## Objetivo del ejercicio
Copia de nuevo todo el listado que sigue y sustituye "component" por "module" en cada aparición. No cambies nada más.
==== Listado de origen ====
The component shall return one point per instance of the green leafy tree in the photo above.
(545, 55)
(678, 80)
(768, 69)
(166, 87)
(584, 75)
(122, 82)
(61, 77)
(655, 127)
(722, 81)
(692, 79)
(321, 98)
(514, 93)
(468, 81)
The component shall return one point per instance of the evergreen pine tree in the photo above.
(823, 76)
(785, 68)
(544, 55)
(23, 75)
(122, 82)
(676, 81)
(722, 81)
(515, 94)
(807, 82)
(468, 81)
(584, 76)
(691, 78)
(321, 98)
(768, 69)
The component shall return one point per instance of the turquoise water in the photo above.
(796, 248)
====
## Solución escrita
The module shall return one point per instance of the green leafy tree in the photo above.
(545, 55)
(678, 80)
(768, 69)
(166, 87)
(584, 75)
(122, 82)
(61, 77)
(655, 127)
(722, 81)
(692, 79)
(321, 98)
(514, 93)
(468, 81)
The module shall return one point per instance of the evergreen pine tree in the photo above.
(823, 76)
(785, 68)
(544, 55)
(23, 75)
(122, 82)
(676, 81)
(722, 81)
(515, 94)
(807, 82)
(468, 81)
(584, 76)
(691, 78)
(321, 98)
(768, 69)
The module shall return one point per instance of the turquoise water in the photo above.
(796, 248)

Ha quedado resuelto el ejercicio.